EXCERPTED PASSAGE:
▽
We do not need to run out of all oil for civilization to crash...and indeed we never will.  Oil depletion is in fact an asymptote, not an actual condition we will ever encounter.

But running out of cheap oil is another matter entirely.  That is in fact in our near future.  And that will spell the end of our civilization and political institutions as we know them today.  America--and the rest of the industrial world--cannot exist without cheap energy.  Every advance our civilization has made has been predicated on our ability to utilize ever-greater amounts of energy.

Silk

In my opinion the pessamistic outlook on life is one of the greatest things about humanity, because its that attitude of life "could" be better has been the true driving force for humanitys development because people keep wanting things better, so they make it better, would the Xbox360 exist if everyone was quite happy to pay the same price for the Xbox at this stage for example? Then look at everything else, its the pessamistic and wanting to improve outlook on peoples lives that make these developments happen, because without it there would be no motivation behind it, this motivation to improve is why i think the oil crash will not be as bad as people assume.
△
TASKS TO COMPLETE:
1) In the oil passage, what does the writer say running out of cheap oil will spell?
2) Please repeat the words of the oil passage, starting with "We do not need" and going on through "will ever encounter.".

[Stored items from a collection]
▽
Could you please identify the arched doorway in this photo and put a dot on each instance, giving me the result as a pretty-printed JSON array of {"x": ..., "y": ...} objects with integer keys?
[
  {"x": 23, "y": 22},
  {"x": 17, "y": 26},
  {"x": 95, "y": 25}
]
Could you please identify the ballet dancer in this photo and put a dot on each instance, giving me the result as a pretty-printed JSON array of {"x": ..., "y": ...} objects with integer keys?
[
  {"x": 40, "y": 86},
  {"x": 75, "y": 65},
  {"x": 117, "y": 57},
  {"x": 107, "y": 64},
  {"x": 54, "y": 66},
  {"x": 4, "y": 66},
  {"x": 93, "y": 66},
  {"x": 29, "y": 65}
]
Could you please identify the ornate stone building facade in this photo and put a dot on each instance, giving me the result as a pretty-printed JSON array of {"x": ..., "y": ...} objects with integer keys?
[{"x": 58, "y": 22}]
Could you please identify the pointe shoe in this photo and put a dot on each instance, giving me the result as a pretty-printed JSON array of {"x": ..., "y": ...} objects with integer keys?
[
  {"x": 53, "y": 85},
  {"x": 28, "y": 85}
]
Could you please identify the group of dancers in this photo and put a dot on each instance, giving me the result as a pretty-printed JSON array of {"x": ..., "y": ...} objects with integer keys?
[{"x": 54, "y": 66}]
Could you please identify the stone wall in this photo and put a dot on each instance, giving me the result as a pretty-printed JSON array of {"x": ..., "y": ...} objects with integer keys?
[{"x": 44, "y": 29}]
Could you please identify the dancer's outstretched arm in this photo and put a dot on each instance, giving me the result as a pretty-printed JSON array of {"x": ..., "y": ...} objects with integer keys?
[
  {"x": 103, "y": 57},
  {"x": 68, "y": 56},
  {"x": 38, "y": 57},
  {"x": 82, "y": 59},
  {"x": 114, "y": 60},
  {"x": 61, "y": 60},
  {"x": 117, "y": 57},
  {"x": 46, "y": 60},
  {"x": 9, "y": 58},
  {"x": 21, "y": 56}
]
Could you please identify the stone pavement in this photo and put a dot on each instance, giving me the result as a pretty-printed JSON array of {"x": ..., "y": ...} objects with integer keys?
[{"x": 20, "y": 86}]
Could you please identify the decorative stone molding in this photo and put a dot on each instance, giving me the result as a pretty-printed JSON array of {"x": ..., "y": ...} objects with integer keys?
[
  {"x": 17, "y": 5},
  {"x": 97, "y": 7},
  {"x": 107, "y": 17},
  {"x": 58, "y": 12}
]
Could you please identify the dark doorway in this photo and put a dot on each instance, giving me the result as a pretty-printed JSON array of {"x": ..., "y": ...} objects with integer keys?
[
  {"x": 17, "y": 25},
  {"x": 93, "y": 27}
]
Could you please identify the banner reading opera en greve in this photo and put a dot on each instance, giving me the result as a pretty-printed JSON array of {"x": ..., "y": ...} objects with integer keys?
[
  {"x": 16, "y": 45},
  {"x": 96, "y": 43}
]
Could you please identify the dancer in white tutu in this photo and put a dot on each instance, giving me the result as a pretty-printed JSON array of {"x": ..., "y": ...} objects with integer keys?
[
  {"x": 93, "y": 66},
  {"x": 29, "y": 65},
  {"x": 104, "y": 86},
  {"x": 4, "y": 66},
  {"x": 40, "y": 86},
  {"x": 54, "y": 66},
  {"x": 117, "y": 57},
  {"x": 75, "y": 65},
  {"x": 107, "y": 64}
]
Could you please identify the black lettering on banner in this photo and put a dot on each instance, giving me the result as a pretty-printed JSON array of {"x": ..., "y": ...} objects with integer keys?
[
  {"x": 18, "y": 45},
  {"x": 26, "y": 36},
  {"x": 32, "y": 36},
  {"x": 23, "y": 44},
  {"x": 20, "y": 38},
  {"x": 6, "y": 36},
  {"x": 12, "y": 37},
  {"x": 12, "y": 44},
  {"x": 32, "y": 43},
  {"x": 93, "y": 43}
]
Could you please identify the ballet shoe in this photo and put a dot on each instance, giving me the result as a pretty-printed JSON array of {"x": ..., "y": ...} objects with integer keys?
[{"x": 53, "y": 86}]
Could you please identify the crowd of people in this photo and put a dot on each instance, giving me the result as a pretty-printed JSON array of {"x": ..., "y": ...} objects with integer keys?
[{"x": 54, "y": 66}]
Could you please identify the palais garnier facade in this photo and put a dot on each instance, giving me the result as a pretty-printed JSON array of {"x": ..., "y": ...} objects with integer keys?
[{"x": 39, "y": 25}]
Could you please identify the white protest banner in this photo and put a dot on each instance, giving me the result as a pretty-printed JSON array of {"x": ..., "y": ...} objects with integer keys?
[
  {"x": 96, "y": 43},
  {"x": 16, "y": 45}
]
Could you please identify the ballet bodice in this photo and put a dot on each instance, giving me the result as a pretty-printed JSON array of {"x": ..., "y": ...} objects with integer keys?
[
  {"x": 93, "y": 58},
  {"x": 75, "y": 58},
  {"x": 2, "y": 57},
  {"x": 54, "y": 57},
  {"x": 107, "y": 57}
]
△
RESULTS:
1) The end of our civilization and political institutions as we know them today.

2)
We do not need to run out of all oil for civilization to crash...and indeed we never will.  Oil depletion is in fact an asymptote, not an actual condition we will ever encounter.